**Stated exercise**
Determine how many lines of the records below contain the string "power", matching case exactly, and give only that number.

**Supplied material**

● ● ●

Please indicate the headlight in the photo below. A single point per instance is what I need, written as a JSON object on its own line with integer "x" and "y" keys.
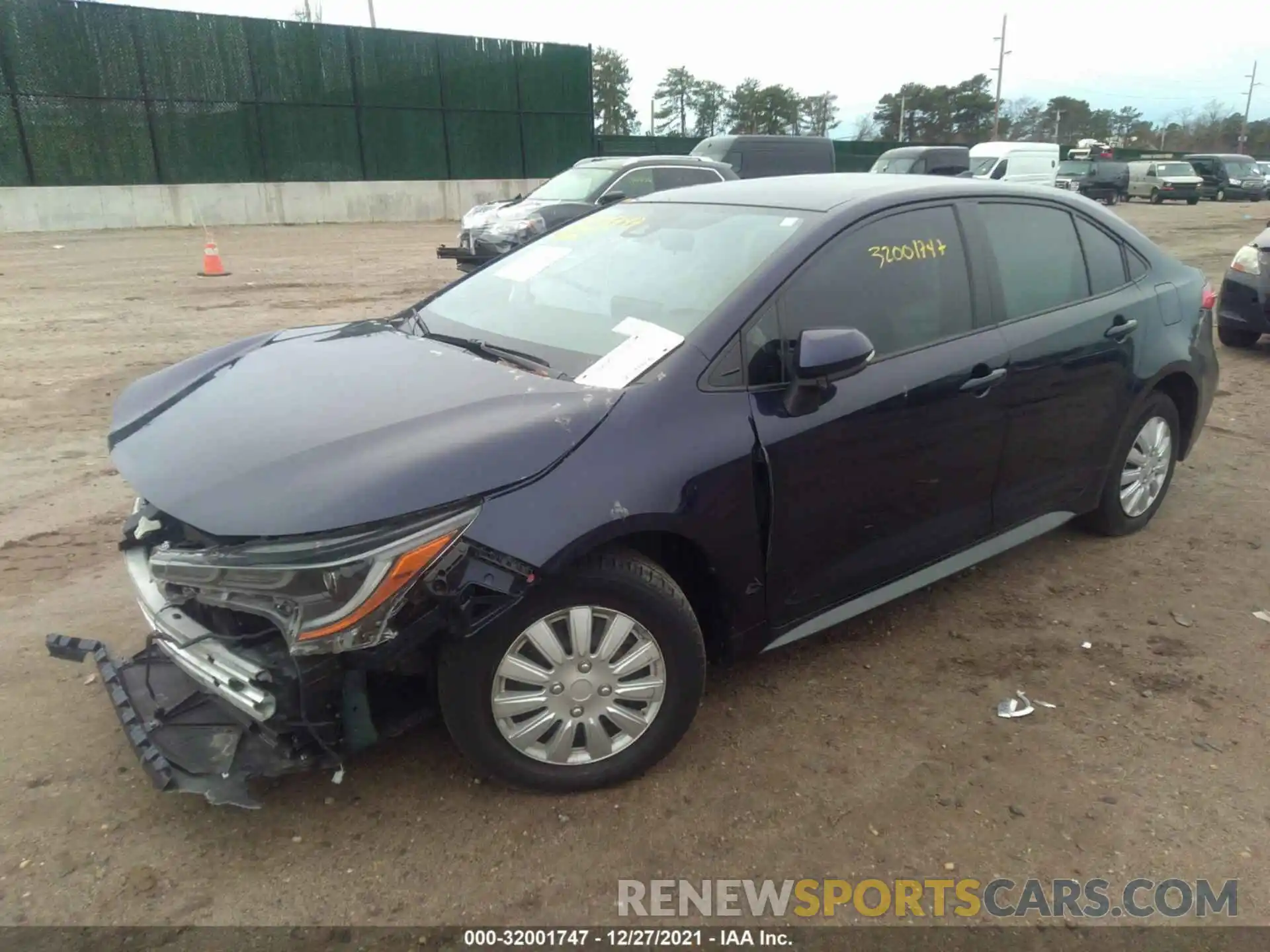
{"x": 329, "y": 593}
{"x": 1248, "y": 259}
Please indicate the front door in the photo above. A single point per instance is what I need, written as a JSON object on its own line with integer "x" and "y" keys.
{"x": 896, "y": 467}
{"x": 1070, "y": 317}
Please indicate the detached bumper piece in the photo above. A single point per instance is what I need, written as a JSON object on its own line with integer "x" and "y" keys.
{"x": 464, "y": 258}
{"x": 187, "y": 740}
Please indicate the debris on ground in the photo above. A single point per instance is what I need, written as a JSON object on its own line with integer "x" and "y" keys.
{"x": 1020, "y": 706}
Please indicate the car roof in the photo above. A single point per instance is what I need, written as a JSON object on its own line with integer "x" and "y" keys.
{"x": 634, "y": 161}
{"x": 904, "y": 151}
{"x": 822, "y": 193}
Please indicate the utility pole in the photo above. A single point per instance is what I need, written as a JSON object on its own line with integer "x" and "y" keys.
{"x": 1248, "y": 107}
{"x": 1001, "y": 66}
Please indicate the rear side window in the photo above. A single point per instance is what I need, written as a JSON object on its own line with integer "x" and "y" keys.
{"x": 1038, "y": 257}
{"x": 635, "y": 183}
{"x": 679, "y": 178}
{"x": 1103, "y": 257}
{"x": 901, "y": 280}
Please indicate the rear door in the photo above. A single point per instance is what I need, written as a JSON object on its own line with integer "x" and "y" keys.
{"x": 1070, "y": 315}
{"x": 896, "y": 467}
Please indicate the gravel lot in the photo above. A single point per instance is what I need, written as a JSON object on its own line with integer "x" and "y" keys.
{"x": 873, "y": 750}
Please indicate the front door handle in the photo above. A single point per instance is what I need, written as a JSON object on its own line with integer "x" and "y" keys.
{"x": 1122, "y": 328}
{"x": 984, "y": 381}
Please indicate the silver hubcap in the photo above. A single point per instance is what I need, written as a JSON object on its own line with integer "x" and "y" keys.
{"x": 578, "y": 686}
{"x": 1146, "y": 467}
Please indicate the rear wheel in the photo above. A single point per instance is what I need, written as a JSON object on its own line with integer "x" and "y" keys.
{"x": 1238, "y": 337}
{"x": 1143, "y": 470}
{"x": 589, "y": 681}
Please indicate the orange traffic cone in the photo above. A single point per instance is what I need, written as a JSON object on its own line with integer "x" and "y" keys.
{"x": 212, "y": 264}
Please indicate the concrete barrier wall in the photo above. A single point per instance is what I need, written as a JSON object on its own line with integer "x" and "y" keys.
{"x": 92, "y": 207}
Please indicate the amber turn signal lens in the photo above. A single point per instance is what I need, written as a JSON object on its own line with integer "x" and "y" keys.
{"x": 407, "y": 567}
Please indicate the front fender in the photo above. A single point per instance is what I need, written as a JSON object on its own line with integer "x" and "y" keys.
{"x": 668, "y": 459}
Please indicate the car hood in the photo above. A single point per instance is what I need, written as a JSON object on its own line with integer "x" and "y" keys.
{"x": 324, "y": 428}
{"x": 516, "y": 210}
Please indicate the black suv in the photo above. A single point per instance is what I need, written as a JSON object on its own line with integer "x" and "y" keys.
{"x": 491, "y": 230}
{"x": 1228, "y": 177}
{"x": 700, "y": 424}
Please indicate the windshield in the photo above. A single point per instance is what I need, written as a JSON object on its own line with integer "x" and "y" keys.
{"x": 668, "y": 264}
{"x": 894, "y": 167}
{"x": 572, "y": 186}
{"x": 1078, "y": 168}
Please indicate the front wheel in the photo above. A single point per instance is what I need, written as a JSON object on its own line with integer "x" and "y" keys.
{"x": 589, "y": 681}
{"x": 1238, "y": 337}
{"x": 1142, "y": 471}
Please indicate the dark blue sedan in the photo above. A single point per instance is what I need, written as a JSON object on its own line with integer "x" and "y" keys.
{"x": 697, "y": 426}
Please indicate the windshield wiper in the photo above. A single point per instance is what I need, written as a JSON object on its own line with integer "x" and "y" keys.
{"x": 493, "y": 352}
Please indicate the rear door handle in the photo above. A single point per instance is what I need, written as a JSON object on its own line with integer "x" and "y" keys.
{"x": 1122, "y": 328}
{"x": 984, "y": 381}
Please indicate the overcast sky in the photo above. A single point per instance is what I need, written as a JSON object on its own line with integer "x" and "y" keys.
{"x": 1115, "y": 52}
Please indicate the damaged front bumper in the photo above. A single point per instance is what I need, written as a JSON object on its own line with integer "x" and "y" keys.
{"x": 187, "y": 739}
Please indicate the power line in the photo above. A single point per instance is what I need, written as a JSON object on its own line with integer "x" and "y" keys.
{"x": 1000, "y": 70}
{"x": 1248, "y": 107}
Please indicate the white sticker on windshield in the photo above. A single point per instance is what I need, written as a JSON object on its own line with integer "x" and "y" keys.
{"x": 530, "y": 260}
{"x": 646, "y": 344}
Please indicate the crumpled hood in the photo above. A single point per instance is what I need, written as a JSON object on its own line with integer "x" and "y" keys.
{"x": 323, "y": 428}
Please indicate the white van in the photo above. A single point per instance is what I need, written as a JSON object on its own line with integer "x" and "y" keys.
{"x": 1032, "y": 163}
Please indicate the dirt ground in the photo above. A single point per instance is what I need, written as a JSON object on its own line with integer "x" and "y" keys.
{"x": 873, "y": 750}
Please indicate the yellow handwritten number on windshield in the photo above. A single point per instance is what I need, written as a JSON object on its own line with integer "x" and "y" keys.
{"x": 915, "y": 251}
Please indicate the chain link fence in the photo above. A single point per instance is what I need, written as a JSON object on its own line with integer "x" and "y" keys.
{"x": 98, "y": 95}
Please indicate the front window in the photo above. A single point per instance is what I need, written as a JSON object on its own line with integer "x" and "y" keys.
{"x": 982, "y": 167}
{"x": 563, "y": 296}
{"x": 1075, "y": 168}
{"x": 573, "y": 186}
{"x": 893, "y": 167}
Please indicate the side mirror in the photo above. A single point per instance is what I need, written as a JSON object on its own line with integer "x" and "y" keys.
{"x": 825, "y": 354}
{"x": 831, "y": 353}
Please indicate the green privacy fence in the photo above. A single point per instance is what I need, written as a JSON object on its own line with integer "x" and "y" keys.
{"x": 99, "y": 95}
{"x": 850, "y": 155}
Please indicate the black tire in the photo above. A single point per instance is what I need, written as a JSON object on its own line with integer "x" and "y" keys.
{"x": 1238, "y": 337}
{"x": 624, "y": 582}
{"x": 1111, "y": 518}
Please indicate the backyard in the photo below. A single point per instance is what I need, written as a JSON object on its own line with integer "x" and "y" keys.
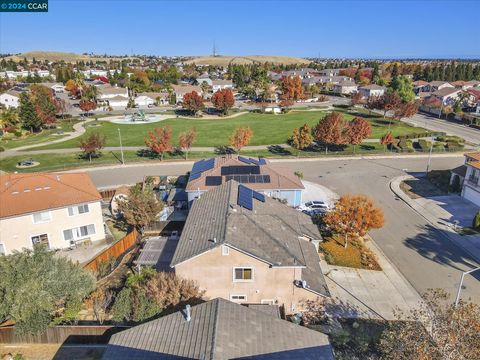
{"x": 267, "y": 128}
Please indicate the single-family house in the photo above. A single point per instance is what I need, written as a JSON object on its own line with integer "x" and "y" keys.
{"x": 447, "y": 95}
{"x": 53, "y": 209}
{"x": 371, "y": 90}
{"x": 243, "y": 246}
{"x": 221, "y": 84}
{"x": 345, "y": 88}
{"x": 10, "y": 98}
{"x": 259, "y": 174}
{"x": 469, "y": 177}
{"x": 438, "y": 85}
{"x": 220, "y": 329}
{"x": 181, "y": 90}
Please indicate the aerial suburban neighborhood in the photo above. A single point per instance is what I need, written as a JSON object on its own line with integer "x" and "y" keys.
{"x": 160, "y": 203}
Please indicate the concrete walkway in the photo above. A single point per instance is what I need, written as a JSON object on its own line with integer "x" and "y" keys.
{"x": 368, "y": 293}
{"x": 436, "y": 216}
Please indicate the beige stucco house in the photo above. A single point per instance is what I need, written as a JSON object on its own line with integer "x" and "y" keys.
{"x": 57, "y": 210}
{"x": 245, "y": 247}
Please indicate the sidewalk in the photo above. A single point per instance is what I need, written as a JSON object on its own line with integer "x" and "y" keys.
{"x": 368, "y": 293}
{"x": 429, "y": 211}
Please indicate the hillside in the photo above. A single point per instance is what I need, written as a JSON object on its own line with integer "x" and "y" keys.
{"x": 225, "y": 60}
{"x": 55, "y": 56}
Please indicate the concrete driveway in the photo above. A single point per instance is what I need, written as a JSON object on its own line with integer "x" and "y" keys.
{"x": 451, "y": 208}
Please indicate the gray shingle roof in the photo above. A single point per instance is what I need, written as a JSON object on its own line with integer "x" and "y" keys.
{"x": 219, "y": 329}
{"x": 270, "y": 232}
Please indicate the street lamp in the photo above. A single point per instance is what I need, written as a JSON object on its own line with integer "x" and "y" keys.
{"x": 461, "y": 283}
{"x": 121, "y": 147}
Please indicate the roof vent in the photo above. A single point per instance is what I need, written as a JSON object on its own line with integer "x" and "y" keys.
{"x": 188, "y": 315}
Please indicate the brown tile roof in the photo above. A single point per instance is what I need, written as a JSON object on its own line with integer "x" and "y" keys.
{"x": 280, "y": 178}
{"x": 28, "y": 193}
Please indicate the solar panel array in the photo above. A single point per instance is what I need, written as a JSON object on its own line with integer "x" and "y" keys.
{"x": 252, "y": 161}
{"x": 246, "y": 196}
{"x": 240, "y": 170}
{"x": 201, "y": 166}
{"x": 249, "y": 179}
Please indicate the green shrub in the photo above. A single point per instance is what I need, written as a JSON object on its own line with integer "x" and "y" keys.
{"x": 476, "y": 221}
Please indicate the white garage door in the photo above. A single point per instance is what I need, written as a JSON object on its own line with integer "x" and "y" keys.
{"x": 472, "y": 195}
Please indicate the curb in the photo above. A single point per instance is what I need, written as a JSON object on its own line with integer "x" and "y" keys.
{"x": 445, "y": 231}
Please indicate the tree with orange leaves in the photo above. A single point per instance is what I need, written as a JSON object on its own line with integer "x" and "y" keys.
{"x": 354, "y": 215}
{"x": 186, "y": 140}
{"x": 386, "y": 140}
{"x": 330, "y": 130}
{"x": 223, "y": 100}
{"x": 292, "y": 88}
{"x": 158, "y": 140}
{"x": 358, "y": 130}
{"x": 240, "y": 138}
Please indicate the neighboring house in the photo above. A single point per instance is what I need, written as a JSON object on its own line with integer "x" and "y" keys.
{"x": 371, "y": 90}
{"x": 54, "y": 209}
{"x": 447, "y": 95}
{"x": 221, "y": 84}
{"x": 11, "y": 98}
{"x": 345, "y": 88}
{"x": 243, "y": 246}
{"x": 220, "y": 329}
{"x": 260, "y": 175}
{"x": 181, "y": 90}
{"x": 438, "y": 85}
{"x": 420, "y": 86}
{"x": 471, "y": 179}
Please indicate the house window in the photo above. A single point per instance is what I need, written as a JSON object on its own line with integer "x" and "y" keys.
{"x": 79, "y": 233}
{"x": 243, "y": 274}
{"x": 41, "y": 217}
{"x": 238, "y": 298}
{"x": 225, "y": 250}
{"x": 76, "y": 210}
{"x": 40, "y": 239}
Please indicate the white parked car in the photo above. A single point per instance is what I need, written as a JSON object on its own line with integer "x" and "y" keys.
{"x": 315, "y": 206}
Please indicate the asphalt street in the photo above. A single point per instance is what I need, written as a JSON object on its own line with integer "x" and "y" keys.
{"x": 423, "y": 255}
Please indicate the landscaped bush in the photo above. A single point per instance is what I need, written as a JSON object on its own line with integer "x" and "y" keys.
{"x": 406, "y": 144}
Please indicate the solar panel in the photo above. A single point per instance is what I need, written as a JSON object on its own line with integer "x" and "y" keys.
{"x": 213, "y": 180}
{"x": 258, "y": 196}
{"x": 245, "y": 199}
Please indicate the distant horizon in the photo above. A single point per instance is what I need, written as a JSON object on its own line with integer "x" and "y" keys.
{"x": 308, "y": 29}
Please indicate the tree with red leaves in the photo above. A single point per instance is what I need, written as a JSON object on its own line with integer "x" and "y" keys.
{"x": 223, "y": 100}
{"x": 193, "y": 102}
{"x": 386, "y": 140}
{"x": 292, "y": 88}
{"x": 330, "y": 130}
{"x": 87, "y": 105}
{"x": 158, "y": 140}
{"x": 358, "y": 130}
{"x": 240, "y": 138}
{"x": 186, "y": 140}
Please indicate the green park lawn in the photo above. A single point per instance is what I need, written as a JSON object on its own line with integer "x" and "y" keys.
{"x": 267, "y": 129}
{"x": 39, "y": 138}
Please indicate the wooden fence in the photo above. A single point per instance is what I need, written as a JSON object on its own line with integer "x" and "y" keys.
{"x": 74, "y": 334}
{"x": 116, "y": 250}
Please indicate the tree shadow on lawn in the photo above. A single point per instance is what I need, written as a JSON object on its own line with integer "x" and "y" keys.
{"x": 433, "y": 244}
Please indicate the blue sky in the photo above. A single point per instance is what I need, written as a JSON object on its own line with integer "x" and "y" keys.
{"x": 339, "y": 28}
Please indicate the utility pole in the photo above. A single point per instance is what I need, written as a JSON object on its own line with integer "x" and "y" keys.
{"x": 461, "y": 284}
{"x": 121, "y": 147}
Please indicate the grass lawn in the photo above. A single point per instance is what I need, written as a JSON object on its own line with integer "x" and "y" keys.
{"x": 63, "y": 161}
{"x": 44, "y": 136}
{"x": 267, "y": 129}
{"x": 356, "y": 255}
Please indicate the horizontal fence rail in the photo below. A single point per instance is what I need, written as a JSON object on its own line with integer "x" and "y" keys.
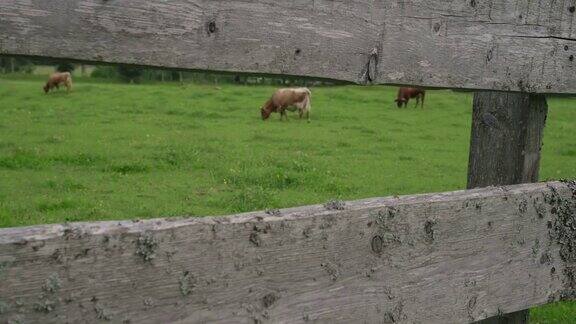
{"x": 437, "y": 258}
{"x": 524, "y": 45}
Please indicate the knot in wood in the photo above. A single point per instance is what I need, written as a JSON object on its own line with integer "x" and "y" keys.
{"x": 372, "y": 70}
{"x": 211, "y": 27}
{"x": 377, "y": 244}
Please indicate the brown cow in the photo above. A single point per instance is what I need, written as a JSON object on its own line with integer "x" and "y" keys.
{"x": 288, "y": 99}
{"x": 405, "y": 94}
{"x": 58, "y": 78}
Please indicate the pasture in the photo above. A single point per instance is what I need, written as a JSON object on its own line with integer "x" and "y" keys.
{"x": 114, "y": 151}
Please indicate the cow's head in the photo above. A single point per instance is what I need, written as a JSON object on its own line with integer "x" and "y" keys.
{"x": 265, "y": 113}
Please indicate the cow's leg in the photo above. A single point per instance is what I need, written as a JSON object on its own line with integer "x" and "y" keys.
{"x": 422, "y": 99}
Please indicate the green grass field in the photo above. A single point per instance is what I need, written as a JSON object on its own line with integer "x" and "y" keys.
{"x": 114, "y": 151}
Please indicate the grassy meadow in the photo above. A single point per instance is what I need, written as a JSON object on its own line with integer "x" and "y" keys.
{"x": 119, "y": 151}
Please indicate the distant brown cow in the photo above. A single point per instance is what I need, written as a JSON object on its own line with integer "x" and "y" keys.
{"x": 58, "y": 78}
{"x": 405, "y": 94}
{"x": 288, "y": 99}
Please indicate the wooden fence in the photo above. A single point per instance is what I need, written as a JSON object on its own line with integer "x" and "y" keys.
{"x": 439, "y": 258}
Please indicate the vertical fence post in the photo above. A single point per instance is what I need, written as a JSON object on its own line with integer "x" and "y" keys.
{"x": 505, "y": 145}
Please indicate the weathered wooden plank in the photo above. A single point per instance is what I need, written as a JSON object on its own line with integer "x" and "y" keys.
{"x": 506, "y": 138}
{"x": 437, "y": 258}
{"x": 507, "y": 130}
{"x": 499, "y": 44}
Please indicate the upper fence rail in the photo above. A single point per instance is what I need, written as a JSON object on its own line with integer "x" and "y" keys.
{"x": 453, "y": 257}
{"x": 523, "y": 45}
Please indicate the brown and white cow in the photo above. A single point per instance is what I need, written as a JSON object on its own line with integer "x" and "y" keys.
{"x": 291, "y": 99}
{"x": 57, "y": 79}
{"x": 405, "y": 94}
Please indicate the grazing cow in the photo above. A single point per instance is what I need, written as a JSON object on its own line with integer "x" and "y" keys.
{"x": 405, "y": 94}
{"x": 58, "y": 78}
{"x": 291, "y": 99}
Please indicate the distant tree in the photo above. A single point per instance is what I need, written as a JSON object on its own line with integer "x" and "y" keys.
{"x": 104, "y": 72}
{"x": 65, "y": 67}
{"x": 15, "y": 64}
{"x": 129, "y": 73}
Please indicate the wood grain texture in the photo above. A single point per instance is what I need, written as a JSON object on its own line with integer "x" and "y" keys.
{"x": 506, "y": 138}
{"x": 523, "y": 45}
{"x": 438, "y": 258}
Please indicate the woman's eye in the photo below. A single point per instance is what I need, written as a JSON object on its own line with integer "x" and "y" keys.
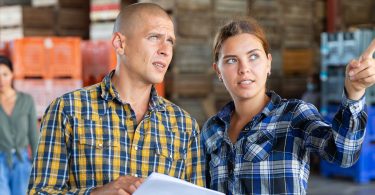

● ● ●

**Response below**
1